Набор заданий:
1) Извлеките полностью, без единого изменения, текст о противостоянии русской и французской дипломатии в Швеции.
2) Выпишите из перечня ниже каждую строку, где встречается слово «rocky».

Текст для чтения:

────

Однако скоро стало ясно, что французская дипломатия оказалась способна извлекать уроки из ошибок прошлого. В Версале поняли, что тратить огромные деньги, пытаясь пересилить Россию, неразумно. Проще восстановить в Швеции сильную власть монарха. И пусть это не даст Франции непосредственного выигрыша, зато в перспективе, учитывая давние антирусские настроения и агрессивность шведской знати, несомненно принесет свои плоды. Положение становилось серьезным. Остерману был направлен рескрипт с подробными инструкциями. Русскому посланнику предписывалось прежде всего противодействовать установлению самодержавия и добиваться строгого соблюдения шведской конституции 1720 года. Особенно важно было отменить постановления о расширении прав Сената, принятые в 1756 году.
Остерману было поручено объяснить всем друзьям России, что императрица от Швеции ничего не желает кроме нейтралитета. В то же время она приветствуют внутреннее шведской нации приращение и благосостояние" и готова ему содействовать. В отношении королевской семьи необходимо было, не доводя дело до открытого разрыва, попытаться отстранить монархов, в особенности королеву, от участия в грядущих политических событиях. Очень хорошо было бы попытаться разорвать франко-шедский союзный договор, но в Петербурге полагали, то это вряд ли возможно.

────

Перечень строк:
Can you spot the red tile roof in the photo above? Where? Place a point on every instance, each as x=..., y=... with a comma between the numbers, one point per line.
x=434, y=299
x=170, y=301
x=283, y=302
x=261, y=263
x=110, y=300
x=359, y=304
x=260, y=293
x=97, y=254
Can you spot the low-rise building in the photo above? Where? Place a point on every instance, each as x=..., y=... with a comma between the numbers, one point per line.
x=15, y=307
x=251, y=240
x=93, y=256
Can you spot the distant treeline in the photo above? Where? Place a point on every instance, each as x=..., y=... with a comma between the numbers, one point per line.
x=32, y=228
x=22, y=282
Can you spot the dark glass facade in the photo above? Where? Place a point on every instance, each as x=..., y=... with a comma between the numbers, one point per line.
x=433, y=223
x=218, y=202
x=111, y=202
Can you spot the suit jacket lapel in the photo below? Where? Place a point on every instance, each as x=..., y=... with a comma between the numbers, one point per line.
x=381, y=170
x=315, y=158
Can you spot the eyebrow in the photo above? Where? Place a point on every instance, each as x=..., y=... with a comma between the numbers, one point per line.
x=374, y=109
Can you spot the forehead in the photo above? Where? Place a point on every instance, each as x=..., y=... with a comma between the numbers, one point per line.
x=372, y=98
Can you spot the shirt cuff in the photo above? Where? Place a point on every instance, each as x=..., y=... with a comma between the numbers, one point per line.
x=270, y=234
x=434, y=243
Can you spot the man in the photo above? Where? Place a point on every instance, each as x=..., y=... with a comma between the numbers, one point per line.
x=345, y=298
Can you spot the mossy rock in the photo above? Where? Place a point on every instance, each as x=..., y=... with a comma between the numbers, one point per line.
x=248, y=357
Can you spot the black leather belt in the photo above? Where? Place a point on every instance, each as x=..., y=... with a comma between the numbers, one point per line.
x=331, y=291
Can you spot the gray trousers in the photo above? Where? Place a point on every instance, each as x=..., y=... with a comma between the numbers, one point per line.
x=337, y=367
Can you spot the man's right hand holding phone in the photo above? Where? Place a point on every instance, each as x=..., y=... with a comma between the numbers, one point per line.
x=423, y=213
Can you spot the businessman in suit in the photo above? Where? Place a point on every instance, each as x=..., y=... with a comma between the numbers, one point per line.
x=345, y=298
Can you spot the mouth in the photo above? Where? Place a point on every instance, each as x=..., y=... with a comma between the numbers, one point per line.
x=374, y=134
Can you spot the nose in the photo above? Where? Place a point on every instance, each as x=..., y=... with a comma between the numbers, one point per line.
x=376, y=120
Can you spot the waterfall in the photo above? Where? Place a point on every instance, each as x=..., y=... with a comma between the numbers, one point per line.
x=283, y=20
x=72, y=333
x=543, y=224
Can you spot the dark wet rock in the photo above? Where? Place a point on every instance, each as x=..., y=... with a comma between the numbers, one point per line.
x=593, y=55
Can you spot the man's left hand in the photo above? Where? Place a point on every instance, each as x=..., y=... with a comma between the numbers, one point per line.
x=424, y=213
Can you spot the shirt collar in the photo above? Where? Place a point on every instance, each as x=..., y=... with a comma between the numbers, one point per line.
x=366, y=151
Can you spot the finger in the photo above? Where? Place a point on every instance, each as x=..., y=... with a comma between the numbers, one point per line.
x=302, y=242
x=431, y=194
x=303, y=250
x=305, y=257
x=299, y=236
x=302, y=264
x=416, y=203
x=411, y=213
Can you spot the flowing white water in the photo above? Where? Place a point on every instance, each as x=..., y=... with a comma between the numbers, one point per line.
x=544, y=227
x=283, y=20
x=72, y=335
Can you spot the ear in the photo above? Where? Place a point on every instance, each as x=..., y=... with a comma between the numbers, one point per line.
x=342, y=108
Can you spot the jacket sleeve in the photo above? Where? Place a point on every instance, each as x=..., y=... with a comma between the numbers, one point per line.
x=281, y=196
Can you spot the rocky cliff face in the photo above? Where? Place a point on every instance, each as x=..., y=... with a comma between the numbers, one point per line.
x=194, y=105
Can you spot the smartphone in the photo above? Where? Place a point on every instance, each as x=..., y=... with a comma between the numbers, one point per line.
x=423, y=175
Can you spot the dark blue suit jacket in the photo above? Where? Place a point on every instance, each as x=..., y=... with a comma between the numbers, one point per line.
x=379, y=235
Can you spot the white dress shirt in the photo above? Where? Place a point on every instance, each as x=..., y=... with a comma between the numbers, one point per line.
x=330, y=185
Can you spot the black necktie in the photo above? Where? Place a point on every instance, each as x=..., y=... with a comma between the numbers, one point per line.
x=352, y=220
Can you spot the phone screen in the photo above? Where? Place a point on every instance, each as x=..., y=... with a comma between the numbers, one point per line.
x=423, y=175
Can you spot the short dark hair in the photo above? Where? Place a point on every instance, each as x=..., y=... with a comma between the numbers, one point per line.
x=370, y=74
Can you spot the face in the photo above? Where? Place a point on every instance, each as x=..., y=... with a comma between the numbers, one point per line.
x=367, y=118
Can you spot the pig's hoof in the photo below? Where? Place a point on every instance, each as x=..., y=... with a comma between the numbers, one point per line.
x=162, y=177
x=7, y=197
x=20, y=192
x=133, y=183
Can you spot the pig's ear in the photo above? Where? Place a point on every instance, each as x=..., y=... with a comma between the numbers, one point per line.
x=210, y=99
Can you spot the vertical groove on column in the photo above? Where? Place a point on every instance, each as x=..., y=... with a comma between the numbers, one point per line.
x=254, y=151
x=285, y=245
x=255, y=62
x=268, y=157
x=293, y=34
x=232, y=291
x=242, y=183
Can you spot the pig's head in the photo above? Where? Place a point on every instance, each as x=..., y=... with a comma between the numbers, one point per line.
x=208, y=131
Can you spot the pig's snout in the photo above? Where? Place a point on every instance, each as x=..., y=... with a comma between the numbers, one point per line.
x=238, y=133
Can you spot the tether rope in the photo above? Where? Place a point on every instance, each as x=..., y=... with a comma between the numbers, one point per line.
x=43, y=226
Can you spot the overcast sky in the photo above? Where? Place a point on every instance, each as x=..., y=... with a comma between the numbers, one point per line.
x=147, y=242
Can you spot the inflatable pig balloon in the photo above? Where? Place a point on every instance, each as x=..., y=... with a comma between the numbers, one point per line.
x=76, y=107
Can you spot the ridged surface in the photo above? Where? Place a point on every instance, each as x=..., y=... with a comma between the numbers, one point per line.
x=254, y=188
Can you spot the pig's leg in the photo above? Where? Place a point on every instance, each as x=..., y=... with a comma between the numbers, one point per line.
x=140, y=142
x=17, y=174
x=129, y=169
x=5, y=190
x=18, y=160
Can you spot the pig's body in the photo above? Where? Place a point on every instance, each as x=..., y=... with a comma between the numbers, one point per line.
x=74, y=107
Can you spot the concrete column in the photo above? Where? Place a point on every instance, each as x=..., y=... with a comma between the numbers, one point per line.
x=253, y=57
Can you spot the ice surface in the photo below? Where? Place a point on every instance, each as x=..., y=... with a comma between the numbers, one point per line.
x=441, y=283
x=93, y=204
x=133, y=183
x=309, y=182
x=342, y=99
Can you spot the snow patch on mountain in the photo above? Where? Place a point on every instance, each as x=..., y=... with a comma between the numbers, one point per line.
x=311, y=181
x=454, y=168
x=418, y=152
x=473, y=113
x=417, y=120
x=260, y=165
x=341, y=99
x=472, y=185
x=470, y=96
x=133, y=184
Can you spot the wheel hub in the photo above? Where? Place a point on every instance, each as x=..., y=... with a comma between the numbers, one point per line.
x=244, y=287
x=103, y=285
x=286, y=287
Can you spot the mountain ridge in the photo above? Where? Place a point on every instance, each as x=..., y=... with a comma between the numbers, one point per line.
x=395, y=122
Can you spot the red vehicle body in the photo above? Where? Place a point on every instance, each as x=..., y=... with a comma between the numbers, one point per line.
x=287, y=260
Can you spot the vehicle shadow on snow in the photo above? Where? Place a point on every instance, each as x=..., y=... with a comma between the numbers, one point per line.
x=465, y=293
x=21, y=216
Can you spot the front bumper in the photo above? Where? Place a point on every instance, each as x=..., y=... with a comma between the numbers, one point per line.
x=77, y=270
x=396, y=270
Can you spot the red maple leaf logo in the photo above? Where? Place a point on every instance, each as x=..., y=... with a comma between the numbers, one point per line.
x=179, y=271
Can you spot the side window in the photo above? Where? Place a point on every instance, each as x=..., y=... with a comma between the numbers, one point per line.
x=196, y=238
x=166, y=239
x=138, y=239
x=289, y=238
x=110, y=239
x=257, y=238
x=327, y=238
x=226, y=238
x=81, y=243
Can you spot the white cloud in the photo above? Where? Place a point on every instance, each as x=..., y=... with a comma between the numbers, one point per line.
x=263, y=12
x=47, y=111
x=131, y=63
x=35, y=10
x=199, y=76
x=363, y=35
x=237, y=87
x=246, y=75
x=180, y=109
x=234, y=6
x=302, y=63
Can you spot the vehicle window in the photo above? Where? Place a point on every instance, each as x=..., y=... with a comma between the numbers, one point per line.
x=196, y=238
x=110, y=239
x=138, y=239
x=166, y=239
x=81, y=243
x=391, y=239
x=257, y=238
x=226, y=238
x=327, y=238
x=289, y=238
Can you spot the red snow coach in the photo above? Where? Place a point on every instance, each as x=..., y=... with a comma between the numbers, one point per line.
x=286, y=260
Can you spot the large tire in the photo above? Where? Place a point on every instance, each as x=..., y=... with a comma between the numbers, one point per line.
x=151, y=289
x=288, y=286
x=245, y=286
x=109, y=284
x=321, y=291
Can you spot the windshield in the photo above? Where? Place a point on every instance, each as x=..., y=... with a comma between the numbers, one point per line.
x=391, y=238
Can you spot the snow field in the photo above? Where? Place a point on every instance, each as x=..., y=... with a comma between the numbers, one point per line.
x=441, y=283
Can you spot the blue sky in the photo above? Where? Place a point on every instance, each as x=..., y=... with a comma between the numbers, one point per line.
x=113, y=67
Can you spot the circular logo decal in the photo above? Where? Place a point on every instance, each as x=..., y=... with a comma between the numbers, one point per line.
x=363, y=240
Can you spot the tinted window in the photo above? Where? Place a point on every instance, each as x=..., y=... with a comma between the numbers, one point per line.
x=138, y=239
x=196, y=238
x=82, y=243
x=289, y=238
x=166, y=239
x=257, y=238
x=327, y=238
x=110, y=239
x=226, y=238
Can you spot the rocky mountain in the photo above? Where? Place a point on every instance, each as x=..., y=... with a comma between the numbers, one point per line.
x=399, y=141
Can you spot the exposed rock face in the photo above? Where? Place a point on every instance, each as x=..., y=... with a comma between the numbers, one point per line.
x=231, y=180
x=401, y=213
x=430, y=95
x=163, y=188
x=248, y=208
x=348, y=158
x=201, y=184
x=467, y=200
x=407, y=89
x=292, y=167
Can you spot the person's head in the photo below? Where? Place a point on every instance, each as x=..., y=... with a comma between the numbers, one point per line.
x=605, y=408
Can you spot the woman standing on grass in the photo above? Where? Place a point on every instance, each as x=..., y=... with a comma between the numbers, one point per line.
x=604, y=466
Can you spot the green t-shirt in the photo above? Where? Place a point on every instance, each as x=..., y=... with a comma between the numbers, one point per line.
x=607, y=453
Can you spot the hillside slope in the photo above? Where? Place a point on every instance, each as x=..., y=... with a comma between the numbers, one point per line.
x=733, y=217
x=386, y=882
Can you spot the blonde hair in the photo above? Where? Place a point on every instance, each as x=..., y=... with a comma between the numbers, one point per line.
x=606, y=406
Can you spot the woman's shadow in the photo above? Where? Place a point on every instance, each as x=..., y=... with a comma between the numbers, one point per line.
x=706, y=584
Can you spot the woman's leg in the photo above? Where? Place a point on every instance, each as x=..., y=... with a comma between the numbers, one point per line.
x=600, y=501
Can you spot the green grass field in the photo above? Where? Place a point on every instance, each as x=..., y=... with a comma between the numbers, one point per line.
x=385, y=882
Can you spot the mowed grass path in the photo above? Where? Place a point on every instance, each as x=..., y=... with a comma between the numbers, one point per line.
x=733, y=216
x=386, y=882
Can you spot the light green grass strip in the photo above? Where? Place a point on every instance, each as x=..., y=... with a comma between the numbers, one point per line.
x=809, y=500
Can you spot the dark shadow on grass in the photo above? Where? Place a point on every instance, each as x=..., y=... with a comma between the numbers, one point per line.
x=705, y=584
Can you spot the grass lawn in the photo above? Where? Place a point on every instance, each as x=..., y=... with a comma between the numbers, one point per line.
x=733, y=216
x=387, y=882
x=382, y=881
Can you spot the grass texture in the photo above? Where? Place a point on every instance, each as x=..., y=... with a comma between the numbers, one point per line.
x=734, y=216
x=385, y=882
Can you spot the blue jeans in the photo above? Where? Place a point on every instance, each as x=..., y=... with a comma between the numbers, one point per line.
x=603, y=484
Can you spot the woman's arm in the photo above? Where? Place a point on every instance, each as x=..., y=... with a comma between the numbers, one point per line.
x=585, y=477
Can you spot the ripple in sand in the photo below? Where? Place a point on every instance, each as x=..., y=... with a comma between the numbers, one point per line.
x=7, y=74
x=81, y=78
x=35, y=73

────

Результаты:
1)
Однако скоро стало ясно, что французская дипломатия оказалась способна извлекать уроки из ошибок прошлого. В Версале поняли, что тратить огромные деньги, пытаясь пересилить Россию, неразумно. Проще восстановить в Швеции сильную власть монарха. И пусть это не даст Франции непосредственного выигрыша, зато в перспективе, учитывая давние антирусские настроения и агрессивность шведской знати, несомненно принесет свои плоды. Положение становилось серьезным. Остерману был направлен рескрипт с подробными инструкциями. Русскому посланнику предписывалось прежде всего противодействовать установлению самодержавия и добиваться строгого соблюдения шведской конституции 1720 года. Особенно важно было отменить постановления о расширении прав Сената, принятые в 1756 году.
Остерману было поручено объяснить всем друзьям России, что императрица от Швеции ничего не желает кроме нейтралитета. В то же время она приветствуют внутреннее шведской нации приращение и благосостояние" и готова ему содействовать. В отношении королевской семьи необходимо было, не доводя дело до открытого разрыва, попытаться отстранить монархов, в особенности королеву, от участия в грядущих политических событиях. Очень хорошо было бы попытаться разорвать франко-шедский союзный договор, но в Петербурге полагали, то это вряд ли возможно.

2)
Can you spot the rocky cliff face in the photo above? Where? Place a point on every instance, each as x=..., y=... with a comma between the numbers, one point per line.
Can you spot the rocky mountain in the photo above? Where? Place a point on every instance, each as x=..., y=... with a comma between the numbers, one point per line.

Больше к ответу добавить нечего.